-- begin Provided data --
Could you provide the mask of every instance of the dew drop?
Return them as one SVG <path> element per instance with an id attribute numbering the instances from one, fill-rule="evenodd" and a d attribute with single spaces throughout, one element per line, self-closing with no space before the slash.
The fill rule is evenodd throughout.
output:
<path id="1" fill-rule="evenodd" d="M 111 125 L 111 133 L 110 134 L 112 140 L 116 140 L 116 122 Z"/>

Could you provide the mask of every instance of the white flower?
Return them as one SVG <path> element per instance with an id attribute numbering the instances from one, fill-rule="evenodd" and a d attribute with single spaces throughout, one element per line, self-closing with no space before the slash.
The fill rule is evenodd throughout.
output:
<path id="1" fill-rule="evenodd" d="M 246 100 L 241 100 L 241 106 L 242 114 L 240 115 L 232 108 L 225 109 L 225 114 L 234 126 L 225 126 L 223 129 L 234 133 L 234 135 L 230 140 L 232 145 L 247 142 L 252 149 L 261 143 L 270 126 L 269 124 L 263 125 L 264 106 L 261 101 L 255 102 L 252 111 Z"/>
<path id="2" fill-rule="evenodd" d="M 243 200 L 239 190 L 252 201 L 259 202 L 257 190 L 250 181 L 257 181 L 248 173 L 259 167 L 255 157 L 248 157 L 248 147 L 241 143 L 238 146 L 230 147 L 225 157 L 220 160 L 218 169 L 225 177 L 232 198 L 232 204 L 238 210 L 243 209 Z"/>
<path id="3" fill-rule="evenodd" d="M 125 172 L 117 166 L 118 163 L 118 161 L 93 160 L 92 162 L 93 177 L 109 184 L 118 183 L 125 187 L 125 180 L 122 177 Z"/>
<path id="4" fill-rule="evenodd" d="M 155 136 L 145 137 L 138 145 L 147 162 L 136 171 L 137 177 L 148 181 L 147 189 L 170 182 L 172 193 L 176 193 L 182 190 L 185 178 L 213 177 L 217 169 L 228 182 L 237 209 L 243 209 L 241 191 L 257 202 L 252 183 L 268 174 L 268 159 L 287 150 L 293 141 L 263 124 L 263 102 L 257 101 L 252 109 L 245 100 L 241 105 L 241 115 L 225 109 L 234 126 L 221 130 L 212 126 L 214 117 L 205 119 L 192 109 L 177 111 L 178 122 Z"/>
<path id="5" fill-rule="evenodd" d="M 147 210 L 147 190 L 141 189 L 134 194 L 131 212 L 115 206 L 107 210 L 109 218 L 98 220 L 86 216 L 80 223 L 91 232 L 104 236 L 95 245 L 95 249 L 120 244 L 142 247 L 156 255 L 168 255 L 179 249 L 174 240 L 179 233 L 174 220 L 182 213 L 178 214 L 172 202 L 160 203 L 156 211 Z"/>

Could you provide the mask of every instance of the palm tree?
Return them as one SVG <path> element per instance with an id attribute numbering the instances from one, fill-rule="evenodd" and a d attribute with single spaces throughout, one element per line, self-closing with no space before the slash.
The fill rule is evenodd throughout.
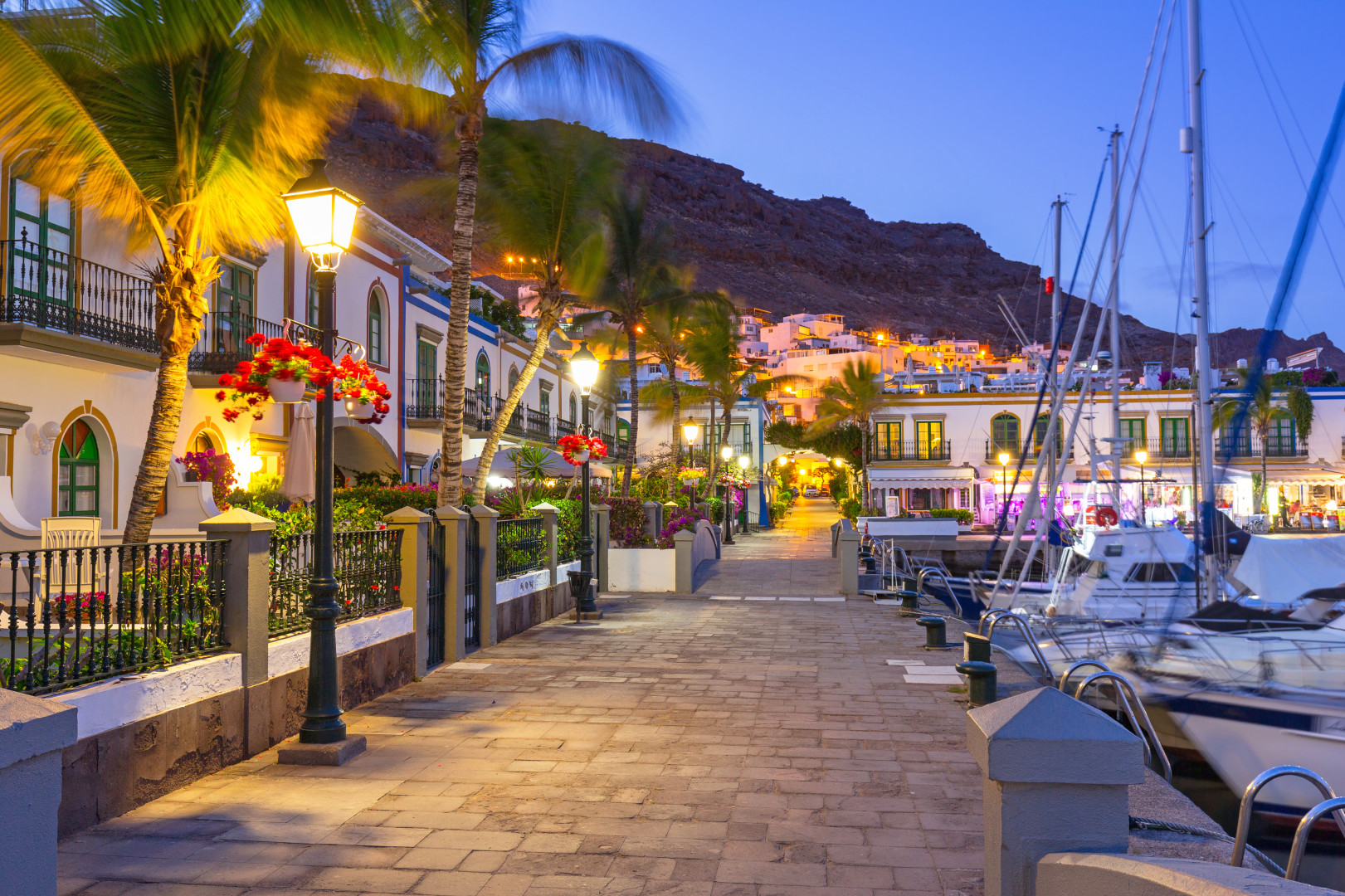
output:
-- end Provided data --
_Work instructions:_ Every line of the data above should be quoted exactly. Omit the pictures.

_Complete answer:_
Could you provide the mask of every instance of the dew drop?
Return them as one SVG <path> element per instance with an id attribute numbering the instances from one, fill-rule="evenodd" and a d attribute with single spaces throughout, one element per line, self-closing with no space before the slash.
The fill rule is evenodd throughout.
output:
<path id="1" fill-rule="evenodd" d="M 111 125 L 111 133 L 110 134 L 112 140 L 116 140 L 116 122 Z"/>

Could you provide the mask of every instance of the white flower?
Return them as one SVG <path> element per instance with an id attribute numbering the instances from one, fill-rule="evenodd" and a d attribute with single spaces throughout, one element per line, self-closing with no space before the slash.
The fill rule is evenodd throughout.
output:
<path id="1" fill-rule="evenodd" d="M 246 100 L 241 100 L 241 106 L 242 114 L 240 115 L 232 108 L 225 109 L 225 114 L 234 126 L 225 126 L 223 129 L 234 133 L 234 135 L 230 140 L 232 145 L 247 142 L 252 149 L 261 143 L 270 126 L 269 124 L 263 125 L 264 106 L 261 101 L 255 102 L 252 111 Z"/>
<path id="2" fill-rule="evenodd" d="M 243 200 L 239 190 L 252 201 L 259 202 L 257 190 L 250 181 L 257 181 L 248 173 L 259 167 L 255 157 L 248 157 L 248 147 L 241 143 L 238 146 L 230 147 L 225 157 L 220 160 L 218 169 L 225 177 L 232 198 L 232 204 L 238 210 L 243 209 Z"/>
<path id="3" fill-rule="evenodd" d="M 125 172 L 117 166 L 118 163 L 118 161 L 93 160 L 92 162 L 93 177 L 109 184 L 118 183 L 125 187 L 125 180 L 122 177 Z"/>
<path id="4" fill-rule="evenodd" d="M 155 136 L 145 137 L 138 145 L 147 162 L 136 171 L 137 177 L 148 181 L 147 189 L 170 182 L 172 193 L 176 193 L 182 190 L 185 178 L 213 177 L 217 169 L 228 182 L 237 209 L 243 209 L 241 191 L 257 202 L 252 183 L 268 174 L 268 159 L 287 150 L 293 141 L 263 124 L 263 102 L 257 101 L 252 109 L 245 100 L 241 105 L 241 115 L 225 109 L 234 126 L 221 130 L 212 126 L 214 117 L 205 119 L 192 109 L 177 111 L 178 122 Z"/>
<path id="5" fill-rule="evenodd" d="M 147 210 L 147 190 L 141 189 L 134 194 L 131 212 L 115 206 L 107 210 L 109 218 L 98 220 L 86 216 L 80 223 L 91 232 L 104 236 L 95 245 L 95 249 L 120 244 L 142 247 L 156 255 L 168 255 L 179 249 L 174 240 L 179 233 L 174 220 L 182 213 L 178 214 L 172 202 L 160 203 L 156 211 Z"/>

Could you provide the mask of every instance of the palm tree?
Return them as one SVG <path> element per instance with an id attribute numbering the instances from one, fill-rule="evenodd" and a d attribute with single spaces throughout, one element per line, self-closing with no space before the slash.
The fill rule is evenodd throughout.
output:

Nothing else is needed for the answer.